**Exercice écrit 1:**
D'après le texte sur les vielles de Jean-Luc Bleton, autour de quel prix de base tourne une vielle ?

----

Jean-Luc Bleton : vielles

Jean-Luc Bleton est luthier, il fabrique des vielles. Et des plutôt pas mal en plus : au lieu de continuer et d’améliorer la tradition, il s’est assis, a pris une feuille blanche, et a cherché la meilleure façon de faire des vielles, sans s’inquiéter de ressembler ou pas à ce que doit être une vielle dans l’esprit des gens.

Et le résultat est plutôt plus qu’honnète : ses vielles ont une caisse de résonance unique qui leur donne un répondant certain en termes de puissance et un système de clavier révolutionnaire qui cherche à éviter les inconvénients du clavier traditionnel.

Moi, tout ça m’a attiré l’œil et l’oreille, forcément, mais acheter une vielle ne se fait pas à la légère (on parle de prix de base tournant autour des deux ou trois milles euros) et d’ailleurs, ça tombe plutôt bien parce que Jean-Luc Bleton ne fait pas de vielles à la légère : Pour vous faire une vielle, il faut que je vous connaisse…, l’ai-je un jour entendu dire.

Ouais, ben c’est pas facile ! Hors lutherie, il semblerait qu’il y ait un autre art dans lequel il est passé maître : celui d’éviter les gens. J’ai bien remarqué qu’il déteste être coupé quand il parle et qu’il peut sévèrement envoyer balader ceux qui s’y risquent. C’est pourquoi j’ai toujours évité de le faire : me plaçant respectueusement un pas en retrait de lui et de son interlocuteur du moment en attendant qu’il aie terminé ou qu’il montre par un signe quelconque qu’il a remarqué ma présence et qu’il me parlera éventuellement lorsque sa conversation en cours sera terminée…

Ah oui mais non : ça fait trois ans que j’essaie. Trois ans ! Et trois ans qu’il m’ignore totalement, que je peux rester une heure à un mètre de lui sans qu’à un seul instant il tourne le regard vers moi. Je ne sais pas, je ne dois pas avoir une tête de musicien ou tout simplement pas une tête de client. Trois ans qu’il vit dans un monde supérieur où moi, pauvre ver, je n’ai pas accès.

----

**Exercice écrit 2:**
Relevez chaque ligne des enregistrements qui contient le mot « wall », en respectant la casse.

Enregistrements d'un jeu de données
----

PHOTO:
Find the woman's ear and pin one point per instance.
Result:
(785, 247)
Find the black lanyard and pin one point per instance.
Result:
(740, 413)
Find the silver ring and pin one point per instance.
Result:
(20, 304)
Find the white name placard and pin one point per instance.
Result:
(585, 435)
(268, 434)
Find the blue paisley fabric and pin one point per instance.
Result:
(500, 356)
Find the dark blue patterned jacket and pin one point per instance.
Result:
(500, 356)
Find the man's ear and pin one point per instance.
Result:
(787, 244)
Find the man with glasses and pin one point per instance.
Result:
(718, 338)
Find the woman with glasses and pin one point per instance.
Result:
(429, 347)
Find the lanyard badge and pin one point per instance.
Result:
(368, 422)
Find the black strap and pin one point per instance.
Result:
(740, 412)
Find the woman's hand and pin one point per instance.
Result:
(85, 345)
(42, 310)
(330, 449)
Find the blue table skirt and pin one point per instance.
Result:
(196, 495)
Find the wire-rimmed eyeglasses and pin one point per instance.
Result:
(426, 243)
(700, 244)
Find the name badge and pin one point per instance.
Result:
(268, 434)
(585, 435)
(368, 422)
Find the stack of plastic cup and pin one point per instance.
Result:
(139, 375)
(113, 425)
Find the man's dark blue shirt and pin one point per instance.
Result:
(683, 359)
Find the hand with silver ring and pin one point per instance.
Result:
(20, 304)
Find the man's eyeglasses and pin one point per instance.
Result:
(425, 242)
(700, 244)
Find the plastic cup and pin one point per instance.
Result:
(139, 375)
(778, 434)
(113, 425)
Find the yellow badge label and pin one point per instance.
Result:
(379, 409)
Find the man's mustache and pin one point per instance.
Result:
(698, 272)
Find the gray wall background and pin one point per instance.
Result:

----

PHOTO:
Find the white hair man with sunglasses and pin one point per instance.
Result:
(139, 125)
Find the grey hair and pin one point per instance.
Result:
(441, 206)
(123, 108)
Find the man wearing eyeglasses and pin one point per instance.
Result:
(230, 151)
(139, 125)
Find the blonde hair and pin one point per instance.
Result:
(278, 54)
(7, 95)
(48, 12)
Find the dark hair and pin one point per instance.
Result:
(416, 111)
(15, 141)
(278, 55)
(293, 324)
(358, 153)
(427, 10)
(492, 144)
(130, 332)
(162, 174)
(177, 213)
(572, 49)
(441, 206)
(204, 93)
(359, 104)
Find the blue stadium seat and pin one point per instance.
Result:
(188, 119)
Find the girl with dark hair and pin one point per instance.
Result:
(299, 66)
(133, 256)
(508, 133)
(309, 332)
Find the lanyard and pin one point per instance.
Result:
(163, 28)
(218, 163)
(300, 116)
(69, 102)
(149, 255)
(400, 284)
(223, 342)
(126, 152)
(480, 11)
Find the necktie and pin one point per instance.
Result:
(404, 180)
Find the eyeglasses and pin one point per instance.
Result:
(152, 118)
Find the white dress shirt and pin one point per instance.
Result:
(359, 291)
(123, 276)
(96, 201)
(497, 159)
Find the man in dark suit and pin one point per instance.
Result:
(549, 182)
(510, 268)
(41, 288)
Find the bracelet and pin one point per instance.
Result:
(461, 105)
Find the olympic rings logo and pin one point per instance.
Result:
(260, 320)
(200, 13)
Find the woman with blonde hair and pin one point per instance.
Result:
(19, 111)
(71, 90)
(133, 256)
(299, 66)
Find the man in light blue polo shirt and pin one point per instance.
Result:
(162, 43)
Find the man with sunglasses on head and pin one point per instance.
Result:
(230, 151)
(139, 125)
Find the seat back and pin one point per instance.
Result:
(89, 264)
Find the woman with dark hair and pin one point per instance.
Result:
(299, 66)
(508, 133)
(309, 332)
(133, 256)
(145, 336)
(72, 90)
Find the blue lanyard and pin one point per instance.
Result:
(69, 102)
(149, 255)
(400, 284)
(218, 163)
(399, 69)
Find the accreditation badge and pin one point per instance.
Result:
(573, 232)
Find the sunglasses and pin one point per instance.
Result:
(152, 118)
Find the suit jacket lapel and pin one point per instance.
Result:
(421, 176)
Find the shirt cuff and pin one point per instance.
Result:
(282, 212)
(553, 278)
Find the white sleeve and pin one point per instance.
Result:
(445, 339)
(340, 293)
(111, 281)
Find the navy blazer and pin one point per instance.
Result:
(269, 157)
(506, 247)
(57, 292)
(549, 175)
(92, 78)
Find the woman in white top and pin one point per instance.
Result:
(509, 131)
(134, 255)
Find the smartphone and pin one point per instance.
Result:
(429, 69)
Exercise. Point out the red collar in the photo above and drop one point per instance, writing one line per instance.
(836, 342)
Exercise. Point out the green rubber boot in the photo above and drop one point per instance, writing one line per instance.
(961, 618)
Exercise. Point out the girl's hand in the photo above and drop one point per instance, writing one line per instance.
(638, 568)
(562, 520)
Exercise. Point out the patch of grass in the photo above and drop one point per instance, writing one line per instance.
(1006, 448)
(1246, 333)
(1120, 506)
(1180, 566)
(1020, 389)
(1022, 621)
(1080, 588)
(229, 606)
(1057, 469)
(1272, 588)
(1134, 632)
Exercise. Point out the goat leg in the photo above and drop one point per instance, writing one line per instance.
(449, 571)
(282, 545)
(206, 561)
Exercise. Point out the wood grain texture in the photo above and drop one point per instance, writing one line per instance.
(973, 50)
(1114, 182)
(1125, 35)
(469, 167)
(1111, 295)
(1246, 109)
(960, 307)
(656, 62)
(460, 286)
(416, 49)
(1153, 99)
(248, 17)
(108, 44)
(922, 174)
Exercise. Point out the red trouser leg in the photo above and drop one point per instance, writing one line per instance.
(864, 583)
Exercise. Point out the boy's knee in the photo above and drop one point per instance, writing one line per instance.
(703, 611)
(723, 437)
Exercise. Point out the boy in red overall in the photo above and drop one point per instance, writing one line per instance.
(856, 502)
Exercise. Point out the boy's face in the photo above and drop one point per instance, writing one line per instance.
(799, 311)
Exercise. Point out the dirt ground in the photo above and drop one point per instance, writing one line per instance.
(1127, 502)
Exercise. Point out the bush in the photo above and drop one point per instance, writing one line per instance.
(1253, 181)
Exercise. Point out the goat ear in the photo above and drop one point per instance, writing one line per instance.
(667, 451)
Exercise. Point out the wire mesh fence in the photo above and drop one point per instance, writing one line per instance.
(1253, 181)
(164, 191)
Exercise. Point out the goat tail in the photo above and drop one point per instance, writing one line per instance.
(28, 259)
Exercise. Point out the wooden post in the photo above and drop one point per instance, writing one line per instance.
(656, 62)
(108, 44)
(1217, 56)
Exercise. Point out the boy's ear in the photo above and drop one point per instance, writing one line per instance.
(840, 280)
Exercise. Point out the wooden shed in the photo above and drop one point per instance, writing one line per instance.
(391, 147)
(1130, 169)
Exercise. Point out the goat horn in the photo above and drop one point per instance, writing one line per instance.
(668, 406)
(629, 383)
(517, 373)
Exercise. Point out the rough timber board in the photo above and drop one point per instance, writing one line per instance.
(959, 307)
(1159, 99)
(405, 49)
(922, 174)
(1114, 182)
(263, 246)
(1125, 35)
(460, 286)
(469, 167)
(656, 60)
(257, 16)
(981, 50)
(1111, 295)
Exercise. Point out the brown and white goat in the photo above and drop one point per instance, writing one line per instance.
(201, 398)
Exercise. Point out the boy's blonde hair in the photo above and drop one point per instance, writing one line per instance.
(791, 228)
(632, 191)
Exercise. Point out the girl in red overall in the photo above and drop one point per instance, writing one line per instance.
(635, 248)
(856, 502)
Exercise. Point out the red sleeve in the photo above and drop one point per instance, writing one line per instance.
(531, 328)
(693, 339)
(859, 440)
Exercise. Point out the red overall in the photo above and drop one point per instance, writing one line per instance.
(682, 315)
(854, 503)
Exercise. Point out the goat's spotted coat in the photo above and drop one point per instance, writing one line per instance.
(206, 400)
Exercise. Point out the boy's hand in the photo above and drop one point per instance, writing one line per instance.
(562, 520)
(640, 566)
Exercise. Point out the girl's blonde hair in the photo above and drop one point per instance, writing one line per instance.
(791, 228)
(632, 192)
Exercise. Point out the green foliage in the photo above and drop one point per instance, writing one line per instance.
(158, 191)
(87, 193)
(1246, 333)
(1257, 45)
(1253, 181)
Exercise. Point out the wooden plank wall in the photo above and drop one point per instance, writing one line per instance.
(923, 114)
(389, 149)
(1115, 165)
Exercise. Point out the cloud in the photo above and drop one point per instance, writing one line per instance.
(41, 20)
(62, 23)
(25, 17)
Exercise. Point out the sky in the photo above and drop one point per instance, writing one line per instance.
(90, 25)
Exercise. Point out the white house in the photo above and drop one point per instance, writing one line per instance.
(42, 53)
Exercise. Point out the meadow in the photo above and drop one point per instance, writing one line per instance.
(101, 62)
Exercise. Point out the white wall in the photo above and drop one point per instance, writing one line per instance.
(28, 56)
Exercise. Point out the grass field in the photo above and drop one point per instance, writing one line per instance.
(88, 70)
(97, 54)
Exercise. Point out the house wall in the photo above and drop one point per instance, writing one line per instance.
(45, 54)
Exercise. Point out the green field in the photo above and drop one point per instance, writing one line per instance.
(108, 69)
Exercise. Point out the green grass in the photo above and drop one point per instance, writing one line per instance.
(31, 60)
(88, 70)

----

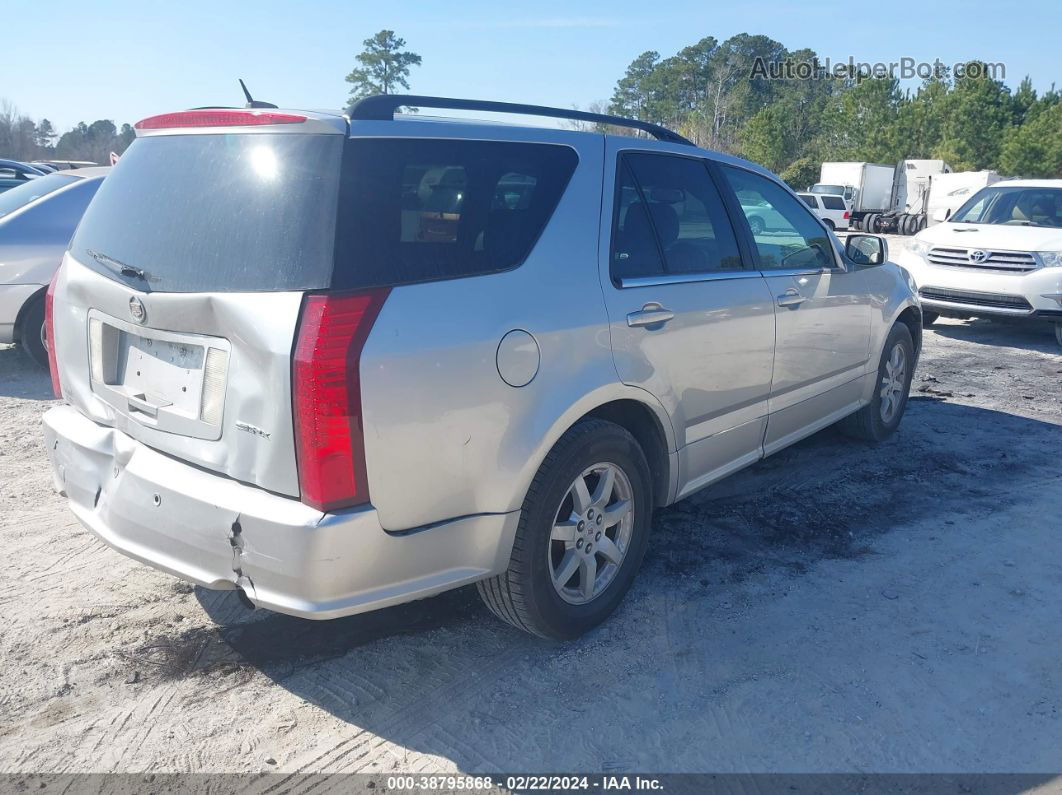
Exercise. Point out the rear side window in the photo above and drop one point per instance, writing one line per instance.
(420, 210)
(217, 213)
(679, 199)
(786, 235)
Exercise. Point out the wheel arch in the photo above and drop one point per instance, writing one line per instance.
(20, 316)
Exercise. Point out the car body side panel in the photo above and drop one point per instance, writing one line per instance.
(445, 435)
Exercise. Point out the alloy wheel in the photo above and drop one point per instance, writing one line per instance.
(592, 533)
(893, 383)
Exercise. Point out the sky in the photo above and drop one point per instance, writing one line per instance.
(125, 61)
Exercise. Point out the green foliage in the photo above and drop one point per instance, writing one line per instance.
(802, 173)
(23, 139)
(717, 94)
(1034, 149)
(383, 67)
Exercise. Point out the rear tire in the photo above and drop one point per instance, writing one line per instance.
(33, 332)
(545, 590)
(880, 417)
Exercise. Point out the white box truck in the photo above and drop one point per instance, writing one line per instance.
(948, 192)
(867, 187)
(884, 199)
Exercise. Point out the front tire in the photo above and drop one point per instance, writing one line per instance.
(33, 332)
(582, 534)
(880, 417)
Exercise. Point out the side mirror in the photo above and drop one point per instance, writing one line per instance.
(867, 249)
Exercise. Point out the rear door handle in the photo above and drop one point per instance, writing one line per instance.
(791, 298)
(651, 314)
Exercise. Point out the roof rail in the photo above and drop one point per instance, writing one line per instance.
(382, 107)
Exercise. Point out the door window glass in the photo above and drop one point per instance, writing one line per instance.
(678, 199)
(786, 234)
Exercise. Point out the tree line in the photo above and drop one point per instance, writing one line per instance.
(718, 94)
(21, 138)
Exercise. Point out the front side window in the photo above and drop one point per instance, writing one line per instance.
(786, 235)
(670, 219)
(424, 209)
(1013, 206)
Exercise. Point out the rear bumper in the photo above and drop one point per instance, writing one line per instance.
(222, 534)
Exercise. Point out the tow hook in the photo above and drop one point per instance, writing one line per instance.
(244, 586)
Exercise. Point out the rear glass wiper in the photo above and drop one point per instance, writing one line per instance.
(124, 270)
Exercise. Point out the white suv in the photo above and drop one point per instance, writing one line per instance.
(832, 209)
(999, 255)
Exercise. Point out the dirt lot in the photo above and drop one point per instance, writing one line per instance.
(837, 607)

----

**Résultat 1:**
Autour de deux ou trois mille euros.

**Résultat 2:**
Find the gray wall background and pin one point per instance.
Exercise. Point out the wooden plank wall in the photo above and drop one point per instance, writing one line per instance.
Exercise. Point out the white wall in the photo above and drop one point per instance, writing one line per instance.
Exercise. Point out the house wall in the photo above and drop one point per instance, writing one line per instance.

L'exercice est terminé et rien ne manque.